**Testo fornito:**
┄┄┄┄┄┄┄┄┄┄

Dove va il PNRR. Piano Scuola 4.0 passi nel nulla

Pioggia di milioni sulla scuola. Il PNRR – Piano Nazionale ripresa e resilienza – individua, tra i vari interventi, anche azioni specifiche rivolte agli istituti scolastici destinando risorse da capogiro, tali almeno appaiono in un settore che è abituato solo ai tagli.

Nessuna illusione però, queste risorse non andranno a sanare i ben noti guasti della scuola italiana: nemmeno un centesimo sarà destinato all’edilizia strutturale o alla messa in sicurezza degli edifici scolastici, nemmeno un centesimo sarà investito per abbassare il numero degli alunni per classe e incrementare il personale. Le classi continueranno ad essere pollai spesso fatiscenti. Le risorse milionarie del PNRR serviranno ad altro: il Piano Scuola 4.0 prevede infatti uno stanziamento complessivo di oltre 5 miliardi strettamente vincolati a sostenere la transizione digitale del sistema scolastico nazionale.

Due sono le principali azioni a cui vengono destinate risorse: la prima, denominata “Next Generation Classrooms”, è rivolta a tutte le scuole del primo e secondo ciclo con un finanziamento di un miliardo e 720 milioni per trasformare almeno metà delle classi tradizionali in spazi digitali di apprendimento innovativo dotate di arredi e attrezzature digitali versatili. La seconda azione, denominata “Next Generation Labs spazi per le professioni digitali del futuro”, prevede un finanziamento di 424 milioni ed è rivolta alle scuole secondarie di secondo grado per la realizzazione di laboratori che sviluppino competenze digitali specifiche in ambiti tecnologici avanzati quali: robotica, intelligenza artificiale, cybersicurezza, comunicazione digitale, simulazione di luoghi, strumenti e processi legati alle nuove professioni e al mondo delle imprese; il tutto integrandosi con i percorsi PCTO, ossia con l’alternanza scuola lavoro.

┄┄┄┄┄┄┄┄┄┄

**Materiale mostrato:**
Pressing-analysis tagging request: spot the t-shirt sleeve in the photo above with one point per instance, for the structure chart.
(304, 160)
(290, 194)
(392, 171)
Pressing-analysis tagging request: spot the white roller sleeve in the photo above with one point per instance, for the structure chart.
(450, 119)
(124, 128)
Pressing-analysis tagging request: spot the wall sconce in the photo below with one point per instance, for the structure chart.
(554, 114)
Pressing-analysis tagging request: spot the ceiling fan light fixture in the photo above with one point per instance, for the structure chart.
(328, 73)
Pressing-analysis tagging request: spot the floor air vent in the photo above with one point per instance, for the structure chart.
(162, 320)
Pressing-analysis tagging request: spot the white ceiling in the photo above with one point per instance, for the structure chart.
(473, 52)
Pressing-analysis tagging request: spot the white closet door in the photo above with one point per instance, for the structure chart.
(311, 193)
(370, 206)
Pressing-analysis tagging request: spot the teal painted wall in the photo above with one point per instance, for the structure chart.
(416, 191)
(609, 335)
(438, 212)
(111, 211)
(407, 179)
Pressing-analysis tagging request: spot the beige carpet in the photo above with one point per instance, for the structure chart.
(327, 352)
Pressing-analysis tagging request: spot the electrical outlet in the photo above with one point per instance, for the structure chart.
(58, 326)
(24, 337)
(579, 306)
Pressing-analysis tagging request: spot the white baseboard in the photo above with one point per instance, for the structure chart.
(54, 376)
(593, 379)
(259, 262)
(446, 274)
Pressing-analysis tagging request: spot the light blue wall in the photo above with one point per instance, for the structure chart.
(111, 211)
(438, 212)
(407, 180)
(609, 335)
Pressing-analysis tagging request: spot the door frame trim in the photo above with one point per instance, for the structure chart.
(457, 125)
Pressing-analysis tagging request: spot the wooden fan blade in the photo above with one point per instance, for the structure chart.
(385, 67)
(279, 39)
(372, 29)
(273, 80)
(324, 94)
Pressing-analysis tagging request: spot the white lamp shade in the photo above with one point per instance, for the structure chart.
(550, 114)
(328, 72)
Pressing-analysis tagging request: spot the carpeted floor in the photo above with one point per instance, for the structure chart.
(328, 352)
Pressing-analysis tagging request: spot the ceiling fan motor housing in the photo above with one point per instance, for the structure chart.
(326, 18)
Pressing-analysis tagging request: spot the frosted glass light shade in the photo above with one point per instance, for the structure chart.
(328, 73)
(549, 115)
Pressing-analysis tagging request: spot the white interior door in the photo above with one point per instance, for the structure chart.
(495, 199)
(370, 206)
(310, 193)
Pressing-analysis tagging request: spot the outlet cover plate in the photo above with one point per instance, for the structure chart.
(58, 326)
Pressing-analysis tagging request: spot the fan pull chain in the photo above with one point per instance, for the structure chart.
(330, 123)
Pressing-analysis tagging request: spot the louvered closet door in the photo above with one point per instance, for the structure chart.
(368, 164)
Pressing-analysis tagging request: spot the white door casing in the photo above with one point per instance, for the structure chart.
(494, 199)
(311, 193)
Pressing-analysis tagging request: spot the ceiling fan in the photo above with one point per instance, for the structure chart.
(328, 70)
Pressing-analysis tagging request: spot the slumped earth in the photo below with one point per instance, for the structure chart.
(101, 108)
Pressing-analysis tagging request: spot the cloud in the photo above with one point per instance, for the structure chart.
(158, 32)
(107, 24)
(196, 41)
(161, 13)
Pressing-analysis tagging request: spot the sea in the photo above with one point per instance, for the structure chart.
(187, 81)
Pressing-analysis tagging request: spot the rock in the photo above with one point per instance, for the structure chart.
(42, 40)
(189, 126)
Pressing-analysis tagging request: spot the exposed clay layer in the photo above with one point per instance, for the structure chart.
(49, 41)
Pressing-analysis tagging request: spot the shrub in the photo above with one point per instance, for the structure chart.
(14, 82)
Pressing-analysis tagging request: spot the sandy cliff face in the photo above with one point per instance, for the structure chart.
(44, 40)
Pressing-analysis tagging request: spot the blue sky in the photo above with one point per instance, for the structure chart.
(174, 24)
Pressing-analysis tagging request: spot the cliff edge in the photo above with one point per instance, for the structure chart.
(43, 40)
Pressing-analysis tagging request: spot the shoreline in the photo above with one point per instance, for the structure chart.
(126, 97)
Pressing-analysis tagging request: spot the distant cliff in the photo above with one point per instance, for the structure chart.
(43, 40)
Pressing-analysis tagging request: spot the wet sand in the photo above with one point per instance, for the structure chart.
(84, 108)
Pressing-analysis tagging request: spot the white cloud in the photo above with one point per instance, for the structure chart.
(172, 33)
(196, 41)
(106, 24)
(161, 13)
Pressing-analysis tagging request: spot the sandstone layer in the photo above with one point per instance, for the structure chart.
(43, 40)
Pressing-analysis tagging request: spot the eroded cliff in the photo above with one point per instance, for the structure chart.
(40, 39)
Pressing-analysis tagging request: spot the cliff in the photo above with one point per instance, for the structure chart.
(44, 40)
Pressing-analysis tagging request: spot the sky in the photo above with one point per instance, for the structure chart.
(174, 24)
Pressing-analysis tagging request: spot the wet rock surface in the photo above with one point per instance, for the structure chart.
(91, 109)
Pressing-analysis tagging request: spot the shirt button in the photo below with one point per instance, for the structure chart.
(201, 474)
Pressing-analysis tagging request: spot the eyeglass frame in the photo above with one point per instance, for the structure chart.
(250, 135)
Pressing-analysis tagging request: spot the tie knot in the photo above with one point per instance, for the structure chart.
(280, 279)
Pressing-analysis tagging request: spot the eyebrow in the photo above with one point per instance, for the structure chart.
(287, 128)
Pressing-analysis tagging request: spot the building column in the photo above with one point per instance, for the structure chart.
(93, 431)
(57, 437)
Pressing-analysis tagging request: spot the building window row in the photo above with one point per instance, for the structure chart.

┄┄┄┄┄┄┄┄┄┄

**Indicazione 1:** Nel testo sul Piano Scuola 4.0 riscrivi il passo che comincia con "Pioggia di milioni" e termina con "sistema scolastico nazionale.". Sostituisci "pollai" con "gabbie".
**Indicazione 2:** Prosegui il testo sul Piano Scuola 4.0 dopo la sua ultima frase.

**Risposta finale 1:**
Pioggia di milioni sulla scuola. Il PNRR – Piano Nazionale ripresa e resilienza – individua, tra i vari interventi, anche azioni specifiche rivolte agli istituti scolastici destinando risorse da capogiro, tali almeno appaiono in un settore che è abituato solo ai tagli.

Nessuna illusione però, queste risorse non andranno a sanare i ben noti guasti della scuola italiana: nemmeno un centesimo sarà destinato all’edilizia strutturale o alla messa in sicurezza degli edifici scolastici, nemmeno un centesimo sarà investito per abbassare il numero degli alunni per classe e incrementare il personale. Le classi continueranno ad essere gabbie spesso fatiscenti. Le risorse milionarie del PNRR serviranno ad altro: il Piano Scuola 4.0 prevede infatti uno stanziamento complessivo di oltre 5 miliardi strettamente vincolati a sostenere la transizione digitale del sistema scolastico nazionale.

**Risposta finale 2:**
A queste cifre vanno aggiunte 800 milioni per la formazione e 2 miliardi 443 milioni per cablaggio aule e introduzione del sistema banda larga a scuola, installazione di schermi interattivi, creazione di ambienti STEM, creazione di ambienti digitali innovativi per la scuola dell’infanzia, digitalizzazione del sistema amministrativo gestionale degli istituti scolastici.

Tutte le scuole del territorio nazionale hanno ricevuto notifica dell’assegnazione delle risorse, che sono state ripartite secondo il numero di classi di ogni istituto. Giusto per avere un’idea delle cifre assegnate, si va da un minimo di 80.000 euro riservato alle scuole più piccole, fino a 350.000 per le più grandi. Non si tratta però né di risorse realmente disponibili, né di libertà di utilizzo secondo reali esigenze.

Partiamo da quest’ultimo elemento: le assegnazioni sono finalizzate in modo rigidissimo, deciso dalle linee del Piano Scuola 4.0. che definiscono come questi soldi devono essere spesi.

Un minimo del 60 % è destinato all’acquisto di strumentazioni e dotazioni digitali; un massimo del 20% per acquisto di arredi, ma solo di carattere innovativo e tecnico legato agli ambienti digitali; un massimo del 10% per interventi di carattere edilizio ma solo funzionali all’adeguamento degli ambienti digitali. Infine, un massimo del 10% per le spese di progettazione e tecnico operative, compresi collaudi.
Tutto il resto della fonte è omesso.